*Problem set*:
a. Please list every percentage figure that appears in the triple lock article, in the order it appears.
b. From the triple lock article, reproduce the passage starting with "The corresponding figure" and going on through "be 6% (£568.02/£532.87).".
c. According to the triple lock article, how large a bill could Rishi Sunak face if the government keeps the triple lock pension pledge?

*Study text*:
According to the Financial Times (FT), Wednesday’s headline was if the government decides to keep the triple lock pension pledge, Rishi Sunak could face a £4 billion bill.
The story that was running just over a year ago, projected earnings growth to measure around 5% for July 2021 (Annual growth for the rolling 3 months period May 2021 to July 2021).
The corresponding figure for July 2020 was -0.1%, this figure was irrelevant to April 2020 state pension increase as the Triple Lock floor of 2.5% took effect.
The Office for National Statistics (ONS) latest figures on Tuesday saw the average earnings data showing for February-April the annual earning growth was 5.6% which rose from 4.3% in the January-March period, making the average earnings £543.69 a week. February to April 2020 brought the base down to £537.66 a 1.1% drop across a month and by July 2020 (May-July period) average earning were £532.87.
Tuesday’s figures saw February to April 2021 average earnings at £568.01 without any further increases over the next 3 months when the data required for the Triple Lock is published in September by the ONS the annual increase for May to July would be 6% (£568.02/£532.87).

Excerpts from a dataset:
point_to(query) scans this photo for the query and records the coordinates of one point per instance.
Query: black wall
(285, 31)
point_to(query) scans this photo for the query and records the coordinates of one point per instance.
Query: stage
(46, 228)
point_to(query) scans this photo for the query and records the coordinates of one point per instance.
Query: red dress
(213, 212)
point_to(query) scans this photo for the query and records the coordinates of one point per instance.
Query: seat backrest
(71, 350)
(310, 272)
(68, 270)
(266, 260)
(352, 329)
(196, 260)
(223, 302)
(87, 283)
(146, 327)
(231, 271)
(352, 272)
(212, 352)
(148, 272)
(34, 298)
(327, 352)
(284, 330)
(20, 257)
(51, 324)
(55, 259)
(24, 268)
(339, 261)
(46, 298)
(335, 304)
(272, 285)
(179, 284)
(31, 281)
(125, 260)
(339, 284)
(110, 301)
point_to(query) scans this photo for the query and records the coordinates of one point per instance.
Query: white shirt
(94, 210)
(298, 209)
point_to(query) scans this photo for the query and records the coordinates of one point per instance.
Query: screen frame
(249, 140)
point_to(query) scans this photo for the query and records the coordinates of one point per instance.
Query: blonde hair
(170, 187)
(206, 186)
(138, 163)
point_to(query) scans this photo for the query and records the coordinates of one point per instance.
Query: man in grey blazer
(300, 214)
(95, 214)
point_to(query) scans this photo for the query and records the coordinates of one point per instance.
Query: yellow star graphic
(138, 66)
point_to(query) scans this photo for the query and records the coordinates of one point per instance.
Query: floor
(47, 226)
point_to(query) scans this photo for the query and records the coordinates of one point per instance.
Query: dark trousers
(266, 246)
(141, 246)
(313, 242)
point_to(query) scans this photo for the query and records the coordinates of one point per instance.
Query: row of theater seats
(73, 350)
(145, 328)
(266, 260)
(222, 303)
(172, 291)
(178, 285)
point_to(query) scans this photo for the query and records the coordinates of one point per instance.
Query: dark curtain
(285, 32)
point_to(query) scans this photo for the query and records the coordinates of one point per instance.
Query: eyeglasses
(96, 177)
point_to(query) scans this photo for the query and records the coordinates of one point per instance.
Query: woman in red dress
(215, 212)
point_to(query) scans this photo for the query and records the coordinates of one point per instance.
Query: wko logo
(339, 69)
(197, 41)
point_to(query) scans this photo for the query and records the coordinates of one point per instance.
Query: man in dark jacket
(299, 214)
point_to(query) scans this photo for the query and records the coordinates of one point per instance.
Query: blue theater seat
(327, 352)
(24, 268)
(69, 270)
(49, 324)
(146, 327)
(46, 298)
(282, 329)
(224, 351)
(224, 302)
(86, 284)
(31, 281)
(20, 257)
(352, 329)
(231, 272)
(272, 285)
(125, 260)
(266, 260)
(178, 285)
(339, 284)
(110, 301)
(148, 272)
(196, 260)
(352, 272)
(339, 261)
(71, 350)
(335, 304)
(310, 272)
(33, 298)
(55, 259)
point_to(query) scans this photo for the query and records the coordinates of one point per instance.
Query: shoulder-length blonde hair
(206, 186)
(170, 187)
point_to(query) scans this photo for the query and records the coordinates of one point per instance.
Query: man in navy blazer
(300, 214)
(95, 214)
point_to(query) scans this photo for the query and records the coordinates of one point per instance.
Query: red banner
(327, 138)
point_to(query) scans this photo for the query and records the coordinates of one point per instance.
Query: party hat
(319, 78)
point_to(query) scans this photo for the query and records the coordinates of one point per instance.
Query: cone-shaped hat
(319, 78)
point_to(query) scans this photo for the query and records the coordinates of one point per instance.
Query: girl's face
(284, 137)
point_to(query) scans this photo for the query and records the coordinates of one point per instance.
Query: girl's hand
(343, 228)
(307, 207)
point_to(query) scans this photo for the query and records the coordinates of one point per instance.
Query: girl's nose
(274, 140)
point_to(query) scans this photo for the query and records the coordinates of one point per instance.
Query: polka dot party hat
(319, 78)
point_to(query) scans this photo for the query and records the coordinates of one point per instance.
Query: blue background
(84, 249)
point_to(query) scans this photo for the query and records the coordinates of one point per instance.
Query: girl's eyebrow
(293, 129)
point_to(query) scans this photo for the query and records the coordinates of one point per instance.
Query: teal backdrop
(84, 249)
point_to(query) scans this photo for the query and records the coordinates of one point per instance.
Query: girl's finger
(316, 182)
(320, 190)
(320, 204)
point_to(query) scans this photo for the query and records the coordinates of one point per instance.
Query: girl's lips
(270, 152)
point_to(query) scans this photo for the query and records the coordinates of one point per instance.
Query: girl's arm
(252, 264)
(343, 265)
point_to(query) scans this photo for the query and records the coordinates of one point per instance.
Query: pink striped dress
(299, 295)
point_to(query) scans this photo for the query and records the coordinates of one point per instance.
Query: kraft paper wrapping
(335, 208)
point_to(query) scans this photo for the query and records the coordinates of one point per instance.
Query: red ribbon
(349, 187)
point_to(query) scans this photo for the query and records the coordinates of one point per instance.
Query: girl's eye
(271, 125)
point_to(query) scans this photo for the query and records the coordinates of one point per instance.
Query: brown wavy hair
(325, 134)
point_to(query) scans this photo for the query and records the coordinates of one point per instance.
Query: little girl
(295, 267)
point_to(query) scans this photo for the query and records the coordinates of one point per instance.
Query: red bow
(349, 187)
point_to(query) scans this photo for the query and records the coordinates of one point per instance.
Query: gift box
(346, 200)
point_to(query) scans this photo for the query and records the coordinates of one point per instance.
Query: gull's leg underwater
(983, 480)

*Problem solutions*:
a. 5%, -0.1%, 2.5%, 5.6%, 4.3%, 1.1%, 6%

b.
The corresponding figure for July 2020 was -0.1%, this figure was irrelevant to April 2020 state pension increase as the Triple Lock floor of 2.5% took effect.
The Office for National Statistics (ONS) latest figures on Tuesday saw the average earnings data showing for February-April the annual earning growth was 5.6% which rose from 4.3% in the January-March period, making the average earnings £543.69 a week. February to April 2020 brought the base down to £537.66 a 1.1% drop across a month and by July 2020 (May-July period) average earning were £532.87.
Tuesday’s figures saw February to April 2021 average earnings at £568.01 without any further increases over the next 3 months when the data required for the Triple Lock is published in September by the ONS the annual increase for May to July would be 6% (£568.02/£532.87).

c. £4 billion